*** Opening of Text for analysis ***

Thus, we would sample gamma in R using

gamma = 1/rnorm(1,0.5*(upper_gamma+lower_gamma),0.5*(upper_gamma-lower_gamma)/1.96)

However, there is one caveat when using the Normal distribution; we can potentially get negative values. And for most model parameters, we assume they are always positive.  So, as a safeguard, you should add one line of code that looks like this

gamma = 1/rnorm(1,0.5*(upper_gamma+lower_gamma),0.5*(upper_gamma-lower_gamma)/1.96)
while(gamma<0) gamma = 1/rnorm(1,0.5*(upper_gamma+lower_gamma),0.5*(upper_gamma-lower_gamma)/1.96)

For R0, again the distribution isn’t mentioned, so we assume it is Normal, particularly since the CI appears to be symmetric about the mean, so we sample R0 as

R0 = rnorm(1,R0_central,0.5*(upper_R0-lower_R0)/1.96)

Now, let’s incorporate this into an R script that uses the R deSolve methods to numerically solve a deterministic SEIR model.  In the R script seir_monte_carlo_sampling_of_parameters.R, we estimate the probability distributions underlying the model uncertainty on the final size, the peak prevalence time, and the maximum prevalence.   The script produces the plot:

seir_monte_carlo_sampling_distributions

The script also outputs the average value, and 95% CI for each of these model outputs.  The 95% CI is determined from the lower limit that excludes the lowest 2.5% of the distribution, and the upper limit that excludes the upper 2.5% of the distribution.  The R function quantile() helps calculate this.

The R script also uses the Shapiro-Wilk test to see if the distributions of the model outputs are consistent with being Normally distributed.  They certainly don’t have to be, but it is interesting to know if they are.

What we would also like to know is how each of these quantities depends individually on the variance in the various parameters.  Thus the script plots the final size vs each of the parameter hypotheses:

seir_monte_carlo_sampling_final_size

Question: does the final size depend on R0? kappa? gamma?  If so, why? If not, why not?

*** Close of Text for analysis ***
*** Opening of Extracted records ***

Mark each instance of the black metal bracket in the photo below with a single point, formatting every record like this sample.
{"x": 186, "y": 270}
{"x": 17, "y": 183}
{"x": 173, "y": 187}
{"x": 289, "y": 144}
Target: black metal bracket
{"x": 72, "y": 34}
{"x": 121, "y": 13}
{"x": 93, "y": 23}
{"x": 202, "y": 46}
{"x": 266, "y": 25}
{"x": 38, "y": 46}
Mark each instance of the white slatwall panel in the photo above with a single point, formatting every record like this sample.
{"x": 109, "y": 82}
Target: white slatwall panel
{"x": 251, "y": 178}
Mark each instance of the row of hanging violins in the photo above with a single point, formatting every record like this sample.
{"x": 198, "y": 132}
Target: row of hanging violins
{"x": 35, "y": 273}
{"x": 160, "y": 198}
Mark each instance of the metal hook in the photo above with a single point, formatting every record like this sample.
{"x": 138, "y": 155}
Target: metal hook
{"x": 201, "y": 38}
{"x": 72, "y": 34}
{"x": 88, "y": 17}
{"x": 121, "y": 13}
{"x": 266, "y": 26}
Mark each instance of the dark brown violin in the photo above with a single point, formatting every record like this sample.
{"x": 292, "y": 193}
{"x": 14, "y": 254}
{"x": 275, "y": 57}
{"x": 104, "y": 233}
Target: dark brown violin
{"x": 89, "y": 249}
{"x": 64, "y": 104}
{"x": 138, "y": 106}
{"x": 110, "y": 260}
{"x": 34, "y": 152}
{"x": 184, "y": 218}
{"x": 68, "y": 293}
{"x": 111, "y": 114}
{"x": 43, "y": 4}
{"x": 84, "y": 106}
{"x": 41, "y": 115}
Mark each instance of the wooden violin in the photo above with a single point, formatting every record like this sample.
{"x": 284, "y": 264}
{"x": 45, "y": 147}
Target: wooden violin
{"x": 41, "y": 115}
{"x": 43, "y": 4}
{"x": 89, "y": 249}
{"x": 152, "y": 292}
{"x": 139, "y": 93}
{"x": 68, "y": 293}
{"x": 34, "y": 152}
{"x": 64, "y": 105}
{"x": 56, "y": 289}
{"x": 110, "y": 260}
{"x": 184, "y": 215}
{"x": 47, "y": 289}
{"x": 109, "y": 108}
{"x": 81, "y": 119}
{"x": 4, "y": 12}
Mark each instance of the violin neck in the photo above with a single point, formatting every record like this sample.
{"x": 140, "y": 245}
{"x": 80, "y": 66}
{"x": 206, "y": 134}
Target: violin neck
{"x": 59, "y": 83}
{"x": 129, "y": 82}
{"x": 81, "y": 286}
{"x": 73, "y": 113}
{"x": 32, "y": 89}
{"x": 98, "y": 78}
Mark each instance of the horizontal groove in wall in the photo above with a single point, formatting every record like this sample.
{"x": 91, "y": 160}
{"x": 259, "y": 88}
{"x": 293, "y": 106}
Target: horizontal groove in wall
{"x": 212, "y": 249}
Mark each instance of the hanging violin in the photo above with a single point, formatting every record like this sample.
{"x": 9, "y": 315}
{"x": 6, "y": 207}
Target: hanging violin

*** Close of Extracted records ***

Write the next part of the text on Monte Carlo sampling of SEIR model parameters in R, picking up after its final sentence. The entries come from a different source than the text.

Exercise answer:
The script also plots the maximum prevalence vs these parameters:

seir_monte_carlo_sampling_max_prev

And the day of the maximum prevalence:

seir_monte_carlo_sampling_day_max_prev

You could also use Latin Hypercube Sampling, but shouldn’t

Back in the old-timey days, when computers were a lot slower, it was computationally infeasible to do, say 1000 iterations, of the above procedure.  Instead, what they’d resort to is breaking up the parameter values into discrete values within their range (and, generally, assume Uniform probabilities for each value, but not necessarily).  Then, they’d do an outer loop over the few (N_R0) discrete values of R0, a nested loop over the few discrete values of gamma, and another nested loop over the few discrete values of kappa (thus each of the N_R0*N_gamma*N_kappa combinations of values gets examined only once). 

This is known as Latin Hypercube Sampling.

The problem with this method is that you don’t get a full sense of how the model output varies smoothly with the parameter.  And setting up those loops is clunky.

But if you have very little computing power at your fingertips, LHS is the go-to method.  But even low-end laptops and desktops have more than enough computing power to avoid using LHS these days.

I’ve noticed that even in recent literature authors still claim to use “Latin Hypercube Sampling”, when what they really mean is the non-discrete Monte Carlo sampling procedure that I described above.  For some reason the misnomer gets propagated through modern literature.

When using the non-discrete method I described above, you would describe it in a paper as “To assess the uncertainties on the model outputs, we performed YYY iterations of Monte Carlo sampling of the parameter values from their probability distributions, calculating the model output for each combination of parameter hypotheses.  The resulting distributions of the model outputs are shown in Figure ZZZ” (or just state the average and 95% CI on the model outputs).